>>>>

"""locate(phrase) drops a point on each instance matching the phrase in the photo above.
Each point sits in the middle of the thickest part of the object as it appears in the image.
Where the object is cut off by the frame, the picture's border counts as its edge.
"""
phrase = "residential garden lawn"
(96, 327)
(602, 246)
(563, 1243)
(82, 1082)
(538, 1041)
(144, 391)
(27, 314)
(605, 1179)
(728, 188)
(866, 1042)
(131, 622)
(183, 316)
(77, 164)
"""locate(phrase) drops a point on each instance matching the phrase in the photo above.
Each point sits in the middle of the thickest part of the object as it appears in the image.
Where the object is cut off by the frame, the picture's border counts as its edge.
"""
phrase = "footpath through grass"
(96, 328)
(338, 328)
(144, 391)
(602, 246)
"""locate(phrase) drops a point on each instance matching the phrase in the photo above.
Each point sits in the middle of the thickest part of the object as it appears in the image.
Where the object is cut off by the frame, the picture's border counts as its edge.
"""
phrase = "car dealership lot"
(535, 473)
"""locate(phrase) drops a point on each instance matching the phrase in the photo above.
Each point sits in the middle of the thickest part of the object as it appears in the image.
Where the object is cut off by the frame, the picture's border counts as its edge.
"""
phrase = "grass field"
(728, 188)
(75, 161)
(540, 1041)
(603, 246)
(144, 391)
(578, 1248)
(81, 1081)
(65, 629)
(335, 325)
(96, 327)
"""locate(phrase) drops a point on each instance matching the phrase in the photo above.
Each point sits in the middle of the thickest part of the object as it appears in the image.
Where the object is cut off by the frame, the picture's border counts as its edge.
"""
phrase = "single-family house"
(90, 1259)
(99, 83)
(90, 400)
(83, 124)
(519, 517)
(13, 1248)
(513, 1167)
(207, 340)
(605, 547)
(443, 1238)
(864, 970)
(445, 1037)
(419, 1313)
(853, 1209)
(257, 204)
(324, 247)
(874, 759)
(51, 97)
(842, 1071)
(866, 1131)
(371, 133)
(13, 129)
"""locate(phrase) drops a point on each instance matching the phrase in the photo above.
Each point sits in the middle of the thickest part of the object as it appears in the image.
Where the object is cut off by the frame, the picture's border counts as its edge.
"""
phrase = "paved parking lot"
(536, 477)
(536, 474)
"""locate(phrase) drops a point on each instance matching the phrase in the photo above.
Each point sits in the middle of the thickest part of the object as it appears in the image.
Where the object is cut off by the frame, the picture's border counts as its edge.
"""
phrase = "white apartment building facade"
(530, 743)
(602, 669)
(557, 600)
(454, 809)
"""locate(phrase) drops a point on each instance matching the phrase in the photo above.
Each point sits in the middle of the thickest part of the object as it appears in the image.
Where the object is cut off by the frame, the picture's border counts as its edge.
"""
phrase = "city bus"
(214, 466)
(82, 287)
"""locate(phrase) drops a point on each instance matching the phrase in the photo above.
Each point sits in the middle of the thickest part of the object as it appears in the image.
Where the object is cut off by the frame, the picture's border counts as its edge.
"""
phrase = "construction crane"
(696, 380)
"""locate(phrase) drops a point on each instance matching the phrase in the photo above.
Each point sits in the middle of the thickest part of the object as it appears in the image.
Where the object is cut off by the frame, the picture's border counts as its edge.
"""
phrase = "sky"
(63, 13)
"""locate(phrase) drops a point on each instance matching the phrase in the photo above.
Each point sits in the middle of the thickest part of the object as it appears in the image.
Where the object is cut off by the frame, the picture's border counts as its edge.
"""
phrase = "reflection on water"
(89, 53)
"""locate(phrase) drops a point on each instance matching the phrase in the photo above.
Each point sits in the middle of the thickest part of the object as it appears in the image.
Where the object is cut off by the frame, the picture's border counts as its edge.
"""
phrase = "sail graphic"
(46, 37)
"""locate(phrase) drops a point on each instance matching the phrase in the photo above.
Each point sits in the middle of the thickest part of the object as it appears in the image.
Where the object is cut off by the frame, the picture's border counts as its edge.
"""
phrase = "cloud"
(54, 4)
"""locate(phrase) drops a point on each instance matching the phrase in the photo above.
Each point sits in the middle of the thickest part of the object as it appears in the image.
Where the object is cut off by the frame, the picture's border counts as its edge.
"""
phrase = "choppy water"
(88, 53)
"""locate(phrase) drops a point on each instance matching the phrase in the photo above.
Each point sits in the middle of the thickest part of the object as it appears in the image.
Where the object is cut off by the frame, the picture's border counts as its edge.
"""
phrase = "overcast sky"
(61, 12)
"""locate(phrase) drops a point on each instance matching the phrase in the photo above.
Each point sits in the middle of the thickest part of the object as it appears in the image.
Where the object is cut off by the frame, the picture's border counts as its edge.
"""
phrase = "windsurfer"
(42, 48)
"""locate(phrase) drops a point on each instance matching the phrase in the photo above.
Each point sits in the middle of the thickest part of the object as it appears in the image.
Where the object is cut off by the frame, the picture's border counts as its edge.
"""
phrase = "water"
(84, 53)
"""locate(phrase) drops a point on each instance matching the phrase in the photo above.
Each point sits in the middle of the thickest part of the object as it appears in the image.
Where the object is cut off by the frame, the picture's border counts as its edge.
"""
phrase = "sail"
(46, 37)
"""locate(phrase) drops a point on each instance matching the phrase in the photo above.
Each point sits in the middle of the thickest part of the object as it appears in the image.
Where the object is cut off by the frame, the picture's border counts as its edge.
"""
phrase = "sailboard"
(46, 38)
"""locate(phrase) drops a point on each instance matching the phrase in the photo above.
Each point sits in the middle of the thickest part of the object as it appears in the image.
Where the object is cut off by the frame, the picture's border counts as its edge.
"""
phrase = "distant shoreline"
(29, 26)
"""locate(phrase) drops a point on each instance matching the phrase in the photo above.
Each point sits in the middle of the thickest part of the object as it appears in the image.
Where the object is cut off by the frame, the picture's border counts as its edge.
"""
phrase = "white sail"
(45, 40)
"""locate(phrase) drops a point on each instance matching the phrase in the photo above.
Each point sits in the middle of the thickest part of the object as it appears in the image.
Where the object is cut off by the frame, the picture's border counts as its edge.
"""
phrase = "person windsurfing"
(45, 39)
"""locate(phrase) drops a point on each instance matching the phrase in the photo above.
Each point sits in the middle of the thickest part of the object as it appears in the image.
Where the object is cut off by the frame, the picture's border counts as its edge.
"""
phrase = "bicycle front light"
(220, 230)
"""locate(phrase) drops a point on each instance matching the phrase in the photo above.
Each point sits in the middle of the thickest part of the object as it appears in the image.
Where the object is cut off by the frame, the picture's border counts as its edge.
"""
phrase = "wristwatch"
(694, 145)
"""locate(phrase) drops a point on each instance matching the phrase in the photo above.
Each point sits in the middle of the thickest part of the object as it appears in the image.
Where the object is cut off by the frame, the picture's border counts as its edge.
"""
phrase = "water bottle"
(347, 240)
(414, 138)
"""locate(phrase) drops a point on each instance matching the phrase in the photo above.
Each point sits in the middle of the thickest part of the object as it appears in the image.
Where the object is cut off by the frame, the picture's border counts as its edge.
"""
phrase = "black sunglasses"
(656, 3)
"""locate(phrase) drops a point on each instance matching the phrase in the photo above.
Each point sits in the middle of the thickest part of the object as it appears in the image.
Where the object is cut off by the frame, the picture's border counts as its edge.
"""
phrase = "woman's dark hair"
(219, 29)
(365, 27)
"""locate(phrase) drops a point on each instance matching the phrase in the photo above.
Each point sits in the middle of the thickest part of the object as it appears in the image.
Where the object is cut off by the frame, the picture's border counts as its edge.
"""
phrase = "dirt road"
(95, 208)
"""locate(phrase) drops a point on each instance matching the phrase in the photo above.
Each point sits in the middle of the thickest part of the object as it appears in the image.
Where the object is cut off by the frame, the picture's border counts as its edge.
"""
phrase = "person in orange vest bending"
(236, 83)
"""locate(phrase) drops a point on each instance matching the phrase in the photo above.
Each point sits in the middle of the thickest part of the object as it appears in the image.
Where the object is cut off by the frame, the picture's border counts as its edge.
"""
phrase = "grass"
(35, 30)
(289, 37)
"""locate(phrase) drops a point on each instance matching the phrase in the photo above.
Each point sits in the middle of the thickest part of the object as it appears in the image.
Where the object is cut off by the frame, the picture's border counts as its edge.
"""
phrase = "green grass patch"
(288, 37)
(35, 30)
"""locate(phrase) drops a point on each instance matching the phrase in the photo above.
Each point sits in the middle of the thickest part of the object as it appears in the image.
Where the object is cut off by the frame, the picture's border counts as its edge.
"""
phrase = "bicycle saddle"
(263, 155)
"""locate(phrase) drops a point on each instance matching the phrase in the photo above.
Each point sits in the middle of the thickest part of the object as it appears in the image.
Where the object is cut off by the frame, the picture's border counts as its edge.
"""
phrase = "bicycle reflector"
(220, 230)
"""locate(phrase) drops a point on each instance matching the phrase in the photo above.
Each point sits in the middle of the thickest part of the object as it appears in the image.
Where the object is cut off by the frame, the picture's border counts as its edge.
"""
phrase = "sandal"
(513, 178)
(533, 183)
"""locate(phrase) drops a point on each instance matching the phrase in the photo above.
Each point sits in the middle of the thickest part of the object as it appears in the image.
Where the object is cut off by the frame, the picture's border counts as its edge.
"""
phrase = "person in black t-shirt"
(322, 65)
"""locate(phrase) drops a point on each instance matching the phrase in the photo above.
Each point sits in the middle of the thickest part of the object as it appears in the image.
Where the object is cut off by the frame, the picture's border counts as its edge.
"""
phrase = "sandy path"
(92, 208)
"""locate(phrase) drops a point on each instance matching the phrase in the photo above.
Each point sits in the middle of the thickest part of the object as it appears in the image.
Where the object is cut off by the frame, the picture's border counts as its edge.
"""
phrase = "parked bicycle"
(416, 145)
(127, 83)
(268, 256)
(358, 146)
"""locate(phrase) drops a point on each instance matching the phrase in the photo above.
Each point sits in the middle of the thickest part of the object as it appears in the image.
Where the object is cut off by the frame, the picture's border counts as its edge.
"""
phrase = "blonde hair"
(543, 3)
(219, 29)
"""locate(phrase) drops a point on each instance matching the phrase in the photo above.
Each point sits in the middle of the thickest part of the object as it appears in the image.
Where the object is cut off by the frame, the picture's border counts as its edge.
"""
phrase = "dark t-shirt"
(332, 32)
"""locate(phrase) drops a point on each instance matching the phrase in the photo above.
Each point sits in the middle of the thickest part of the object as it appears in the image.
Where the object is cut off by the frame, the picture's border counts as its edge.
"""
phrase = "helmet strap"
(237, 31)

<<<<

→ **Given exercise**: Pull out every line of the listing above that contains the string "white".

→ **Exercise answer**:
phrase = "white apartment building facade"
phrase = "white sail"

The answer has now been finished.